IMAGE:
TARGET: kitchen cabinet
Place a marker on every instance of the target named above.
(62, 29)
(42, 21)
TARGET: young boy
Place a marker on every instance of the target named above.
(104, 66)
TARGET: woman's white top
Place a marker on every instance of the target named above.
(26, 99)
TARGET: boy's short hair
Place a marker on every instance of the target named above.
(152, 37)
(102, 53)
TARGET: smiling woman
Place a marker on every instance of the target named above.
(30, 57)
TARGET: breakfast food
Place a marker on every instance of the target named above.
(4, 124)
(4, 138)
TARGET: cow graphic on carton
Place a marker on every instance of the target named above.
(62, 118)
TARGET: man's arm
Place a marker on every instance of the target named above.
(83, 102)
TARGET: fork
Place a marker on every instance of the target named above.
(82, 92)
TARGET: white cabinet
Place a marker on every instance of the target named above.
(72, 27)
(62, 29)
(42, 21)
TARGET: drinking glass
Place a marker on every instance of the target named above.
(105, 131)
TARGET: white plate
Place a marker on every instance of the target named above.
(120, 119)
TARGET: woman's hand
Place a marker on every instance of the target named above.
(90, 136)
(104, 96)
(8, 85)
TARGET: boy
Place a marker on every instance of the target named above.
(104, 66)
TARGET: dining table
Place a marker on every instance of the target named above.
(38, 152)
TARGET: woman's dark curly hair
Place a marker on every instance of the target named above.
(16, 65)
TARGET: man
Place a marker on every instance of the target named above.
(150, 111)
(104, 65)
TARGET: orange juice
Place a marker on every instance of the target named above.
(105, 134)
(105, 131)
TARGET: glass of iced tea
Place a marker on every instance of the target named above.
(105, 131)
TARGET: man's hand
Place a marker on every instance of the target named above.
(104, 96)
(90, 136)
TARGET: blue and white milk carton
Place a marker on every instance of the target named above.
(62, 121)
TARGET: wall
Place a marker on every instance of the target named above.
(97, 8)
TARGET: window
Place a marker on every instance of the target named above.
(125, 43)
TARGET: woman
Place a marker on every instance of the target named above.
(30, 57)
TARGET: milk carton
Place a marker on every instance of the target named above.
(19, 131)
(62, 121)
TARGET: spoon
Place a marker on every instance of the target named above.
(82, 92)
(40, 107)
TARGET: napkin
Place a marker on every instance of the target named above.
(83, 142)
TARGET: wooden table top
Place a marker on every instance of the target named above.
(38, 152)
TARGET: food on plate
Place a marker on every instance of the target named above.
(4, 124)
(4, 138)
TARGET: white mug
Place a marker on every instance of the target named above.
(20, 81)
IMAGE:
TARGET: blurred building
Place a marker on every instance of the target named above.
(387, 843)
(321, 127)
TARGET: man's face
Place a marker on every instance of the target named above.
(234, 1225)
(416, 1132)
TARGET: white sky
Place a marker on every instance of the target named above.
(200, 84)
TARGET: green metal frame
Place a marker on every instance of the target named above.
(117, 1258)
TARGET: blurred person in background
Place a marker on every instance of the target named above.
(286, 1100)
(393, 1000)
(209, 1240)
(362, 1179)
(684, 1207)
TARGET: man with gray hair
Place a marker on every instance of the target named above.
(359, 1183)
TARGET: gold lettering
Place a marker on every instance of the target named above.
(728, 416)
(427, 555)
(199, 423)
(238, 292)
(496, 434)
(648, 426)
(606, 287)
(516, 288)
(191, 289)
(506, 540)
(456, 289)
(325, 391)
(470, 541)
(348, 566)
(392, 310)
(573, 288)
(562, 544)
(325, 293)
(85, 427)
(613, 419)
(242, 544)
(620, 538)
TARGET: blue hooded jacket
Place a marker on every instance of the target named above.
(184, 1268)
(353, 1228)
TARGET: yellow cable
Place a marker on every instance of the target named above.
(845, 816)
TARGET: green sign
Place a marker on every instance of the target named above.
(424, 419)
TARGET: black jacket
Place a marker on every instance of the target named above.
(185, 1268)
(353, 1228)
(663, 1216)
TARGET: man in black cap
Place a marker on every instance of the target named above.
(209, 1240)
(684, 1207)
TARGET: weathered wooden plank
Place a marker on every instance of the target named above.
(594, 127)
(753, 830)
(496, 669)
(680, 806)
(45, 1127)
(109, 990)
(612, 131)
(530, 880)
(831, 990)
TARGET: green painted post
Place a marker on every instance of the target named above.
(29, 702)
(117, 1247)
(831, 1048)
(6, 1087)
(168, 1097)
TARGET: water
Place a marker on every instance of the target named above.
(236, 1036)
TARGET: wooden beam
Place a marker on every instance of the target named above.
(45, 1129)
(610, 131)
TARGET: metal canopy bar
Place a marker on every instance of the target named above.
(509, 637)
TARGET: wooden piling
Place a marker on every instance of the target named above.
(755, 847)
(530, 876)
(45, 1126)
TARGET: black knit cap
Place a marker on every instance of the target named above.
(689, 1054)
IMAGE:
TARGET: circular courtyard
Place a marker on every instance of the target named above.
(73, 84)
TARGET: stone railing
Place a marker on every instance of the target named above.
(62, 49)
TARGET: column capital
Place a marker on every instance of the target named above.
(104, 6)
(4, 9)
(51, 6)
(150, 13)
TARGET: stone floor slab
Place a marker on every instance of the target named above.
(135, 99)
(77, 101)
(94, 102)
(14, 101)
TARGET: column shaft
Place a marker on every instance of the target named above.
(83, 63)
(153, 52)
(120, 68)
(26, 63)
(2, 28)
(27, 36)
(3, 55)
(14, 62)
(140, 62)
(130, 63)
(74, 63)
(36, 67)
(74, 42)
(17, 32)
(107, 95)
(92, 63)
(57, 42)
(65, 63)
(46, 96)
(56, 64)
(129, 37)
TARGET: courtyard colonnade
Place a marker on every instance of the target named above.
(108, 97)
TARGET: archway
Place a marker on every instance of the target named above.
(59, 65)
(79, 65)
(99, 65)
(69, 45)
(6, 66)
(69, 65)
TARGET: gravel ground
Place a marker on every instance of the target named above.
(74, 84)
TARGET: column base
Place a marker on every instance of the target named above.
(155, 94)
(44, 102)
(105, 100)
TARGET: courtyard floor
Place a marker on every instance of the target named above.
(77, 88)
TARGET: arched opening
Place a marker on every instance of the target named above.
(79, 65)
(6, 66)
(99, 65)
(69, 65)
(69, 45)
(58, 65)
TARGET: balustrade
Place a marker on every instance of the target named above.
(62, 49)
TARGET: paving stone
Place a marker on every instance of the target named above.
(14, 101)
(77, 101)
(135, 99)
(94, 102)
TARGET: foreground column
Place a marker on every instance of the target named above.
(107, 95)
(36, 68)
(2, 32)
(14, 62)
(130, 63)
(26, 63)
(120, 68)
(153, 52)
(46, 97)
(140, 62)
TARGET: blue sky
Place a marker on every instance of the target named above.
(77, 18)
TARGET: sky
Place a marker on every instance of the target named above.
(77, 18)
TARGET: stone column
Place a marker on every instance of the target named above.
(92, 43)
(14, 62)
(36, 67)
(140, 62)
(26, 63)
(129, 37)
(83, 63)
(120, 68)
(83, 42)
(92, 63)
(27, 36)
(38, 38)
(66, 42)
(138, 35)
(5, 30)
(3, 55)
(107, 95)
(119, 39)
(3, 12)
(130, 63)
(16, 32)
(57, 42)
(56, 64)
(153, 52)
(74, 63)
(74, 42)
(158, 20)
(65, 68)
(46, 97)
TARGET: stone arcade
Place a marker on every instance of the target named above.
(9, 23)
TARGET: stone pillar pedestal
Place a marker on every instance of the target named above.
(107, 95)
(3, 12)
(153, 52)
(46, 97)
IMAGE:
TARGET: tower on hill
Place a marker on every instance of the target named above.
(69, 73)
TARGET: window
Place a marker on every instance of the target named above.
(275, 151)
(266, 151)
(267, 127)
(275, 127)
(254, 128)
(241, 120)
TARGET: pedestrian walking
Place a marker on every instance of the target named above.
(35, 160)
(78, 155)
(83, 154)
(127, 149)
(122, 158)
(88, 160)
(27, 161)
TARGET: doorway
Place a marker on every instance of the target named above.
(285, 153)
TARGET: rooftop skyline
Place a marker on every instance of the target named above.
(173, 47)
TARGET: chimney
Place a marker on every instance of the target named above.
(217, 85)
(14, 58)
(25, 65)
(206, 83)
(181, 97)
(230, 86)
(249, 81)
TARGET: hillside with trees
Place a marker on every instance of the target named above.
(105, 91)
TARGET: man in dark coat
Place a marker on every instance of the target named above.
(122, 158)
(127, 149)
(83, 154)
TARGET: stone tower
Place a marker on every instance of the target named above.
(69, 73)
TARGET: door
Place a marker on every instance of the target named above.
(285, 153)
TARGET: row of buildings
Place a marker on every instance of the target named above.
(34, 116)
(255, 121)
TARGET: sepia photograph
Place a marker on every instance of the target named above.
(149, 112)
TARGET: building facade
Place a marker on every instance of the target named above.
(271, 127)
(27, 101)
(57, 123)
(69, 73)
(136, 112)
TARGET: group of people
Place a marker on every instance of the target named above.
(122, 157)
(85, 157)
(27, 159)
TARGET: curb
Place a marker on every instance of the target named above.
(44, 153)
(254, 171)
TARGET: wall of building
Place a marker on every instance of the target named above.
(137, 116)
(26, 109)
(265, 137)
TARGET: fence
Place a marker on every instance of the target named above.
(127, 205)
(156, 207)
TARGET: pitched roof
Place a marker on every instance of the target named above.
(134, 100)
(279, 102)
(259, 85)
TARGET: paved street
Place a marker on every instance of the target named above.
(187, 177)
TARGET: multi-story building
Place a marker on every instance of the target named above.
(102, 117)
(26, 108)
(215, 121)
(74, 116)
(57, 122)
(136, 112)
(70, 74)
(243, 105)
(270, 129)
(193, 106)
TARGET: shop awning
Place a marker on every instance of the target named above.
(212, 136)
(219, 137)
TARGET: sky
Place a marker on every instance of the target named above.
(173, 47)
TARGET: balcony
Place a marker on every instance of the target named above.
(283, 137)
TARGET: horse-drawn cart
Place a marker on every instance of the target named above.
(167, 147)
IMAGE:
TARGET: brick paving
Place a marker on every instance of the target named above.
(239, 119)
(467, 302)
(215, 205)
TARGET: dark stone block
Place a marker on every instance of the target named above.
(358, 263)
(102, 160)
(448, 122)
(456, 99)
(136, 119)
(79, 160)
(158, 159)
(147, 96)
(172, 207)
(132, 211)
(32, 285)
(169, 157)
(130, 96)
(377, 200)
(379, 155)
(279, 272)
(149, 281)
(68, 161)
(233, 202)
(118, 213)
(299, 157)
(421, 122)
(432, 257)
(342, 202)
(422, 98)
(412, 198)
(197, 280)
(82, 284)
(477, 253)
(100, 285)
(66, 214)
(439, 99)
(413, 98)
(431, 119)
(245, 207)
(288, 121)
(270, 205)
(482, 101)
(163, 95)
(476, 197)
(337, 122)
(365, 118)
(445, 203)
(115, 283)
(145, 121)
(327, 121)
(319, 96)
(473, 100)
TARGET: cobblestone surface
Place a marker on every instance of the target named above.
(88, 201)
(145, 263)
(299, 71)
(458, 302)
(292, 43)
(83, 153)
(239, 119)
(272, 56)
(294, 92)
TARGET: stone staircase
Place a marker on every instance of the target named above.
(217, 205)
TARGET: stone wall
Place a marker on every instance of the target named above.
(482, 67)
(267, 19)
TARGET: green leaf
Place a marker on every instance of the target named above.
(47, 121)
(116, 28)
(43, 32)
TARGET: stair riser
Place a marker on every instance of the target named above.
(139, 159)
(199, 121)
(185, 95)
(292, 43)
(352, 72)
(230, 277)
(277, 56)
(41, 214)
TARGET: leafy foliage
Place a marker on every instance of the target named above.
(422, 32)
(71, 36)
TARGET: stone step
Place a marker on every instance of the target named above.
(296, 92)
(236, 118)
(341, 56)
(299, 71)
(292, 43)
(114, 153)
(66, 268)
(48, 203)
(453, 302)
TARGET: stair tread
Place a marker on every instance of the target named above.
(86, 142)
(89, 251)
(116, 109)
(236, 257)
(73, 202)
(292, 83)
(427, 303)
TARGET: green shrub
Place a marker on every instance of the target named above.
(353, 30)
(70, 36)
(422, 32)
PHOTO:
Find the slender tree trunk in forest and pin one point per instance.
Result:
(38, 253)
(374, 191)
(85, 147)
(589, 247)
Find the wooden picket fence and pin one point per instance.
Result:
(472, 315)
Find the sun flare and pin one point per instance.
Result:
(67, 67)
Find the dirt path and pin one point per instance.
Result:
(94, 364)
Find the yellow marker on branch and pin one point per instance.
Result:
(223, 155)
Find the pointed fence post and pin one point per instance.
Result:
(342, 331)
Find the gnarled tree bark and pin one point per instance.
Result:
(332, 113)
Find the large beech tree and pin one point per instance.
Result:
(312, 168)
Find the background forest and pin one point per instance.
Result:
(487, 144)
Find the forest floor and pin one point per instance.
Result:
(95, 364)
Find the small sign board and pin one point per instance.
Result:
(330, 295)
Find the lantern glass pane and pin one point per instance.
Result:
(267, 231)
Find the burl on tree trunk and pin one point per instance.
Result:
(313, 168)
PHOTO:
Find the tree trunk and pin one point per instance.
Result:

┄┄┄┄┄┄┄┄┄┄

What is asked:
Repeat only the lines from the one holding "Find the dirt" through the last line of the data.

Reply:
Find the dirt path and pin one point per instance.
Result:
(94, 364)
Find the yellow marker on branch and pin one point per instance.
Result:
(223, 155)
Find the pointed fence post and pin one point per instance.
Result:
(342, 331)
Find the gnarled tree bark and pin one point per instance.
Result:
(332, 113)
Find the large beech tree and pin one point per instance.
Result:
(312, 168)
Find the background forest and pin one point per instance.
Result:
(487, 144)
Find the forest floor and pin one point per instance.
Result:
(95, 364)
Find the small sign board and pin one point per instance.
Result:
(330, 295)
Find the lantern glass pane and pin one point per instance.
Result:
(267, 231)
Find the burl on tree trunk and pin one point per instance.
Result:
(313, 168)
PHOTO:
Find the tree trunk and pin one point per instance.
Result:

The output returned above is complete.